Transcribe the records in full; omit images.

__Dataset entries__
********************
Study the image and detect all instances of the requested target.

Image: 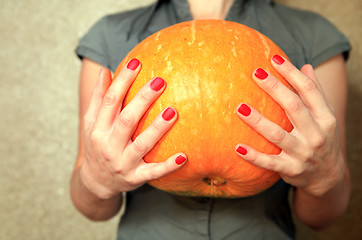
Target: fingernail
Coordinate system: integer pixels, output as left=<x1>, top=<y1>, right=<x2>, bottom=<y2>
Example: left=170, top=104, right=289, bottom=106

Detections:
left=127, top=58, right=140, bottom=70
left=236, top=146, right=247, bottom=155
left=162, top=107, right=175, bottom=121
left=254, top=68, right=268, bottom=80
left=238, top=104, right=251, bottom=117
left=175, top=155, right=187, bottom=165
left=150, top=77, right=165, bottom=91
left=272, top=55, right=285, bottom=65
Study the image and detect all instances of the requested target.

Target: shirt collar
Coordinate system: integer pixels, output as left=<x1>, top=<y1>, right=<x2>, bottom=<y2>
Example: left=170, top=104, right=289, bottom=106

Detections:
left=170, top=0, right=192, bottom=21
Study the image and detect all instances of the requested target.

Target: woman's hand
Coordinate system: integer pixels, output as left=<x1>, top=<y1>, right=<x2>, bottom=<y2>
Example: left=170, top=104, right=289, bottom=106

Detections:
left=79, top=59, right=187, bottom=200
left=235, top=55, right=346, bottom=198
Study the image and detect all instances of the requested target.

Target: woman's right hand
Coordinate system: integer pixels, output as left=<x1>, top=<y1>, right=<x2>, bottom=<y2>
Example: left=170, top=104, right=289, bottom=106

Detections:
********************
__ANSWER SPACE__
Study the image and detect all instances of the requested target.

Image: 
Target: fingernail
Coordinate system: integer pixels, output as left=<x1>, top=<y1>, right=<x2>, bottom=<y2>
Example: left=170, top=104, right=289, bottom=106

Detections:
left=127, top=58, right=140, bottom=70
left=236, top=146, right=247, bottom=155
left=162, top=107, right=175, bottom=121
left=254, top=68, right=268, bottom=80
left=238, top=104, right=251, bottom=117
left=175, top=155, right=187, bottom=165
left=150, top=77, right=165, bottom=91
left=272, top=55, right=285, bottom=65
Study the image and detect all instances of the requested target.

Target: shirt collar
Coordinate system: integer pixels, output as left=<x1>, top=<y1>, right=<x2>, bottom=<y2>
Example: left=170, top=104, right=289, bottom=106

Detections:
left=170, top=0, right=192, bottom=21
Study the image and detect all instances of the requested target.

Target: woman's hand
Coordinate system: integer pixels, output as left=<x1>, top=<y1>, right=<x2>, bottom=<y2>
Example: left=170, top=104, right=289, bottom=106

Detections:
left=79, top=59, right=187, bottom=200
left=235, top=55, right=346, bottom=198
Study the image and detect all instances of the requested target.

Target: woman's right hand
Coordinate system: integer pixels, output as left=<x1>, top=<y1>, right=<x2>, bottom=<y2>
Example: left=170, top=104, right=289, bottom=106

Detections:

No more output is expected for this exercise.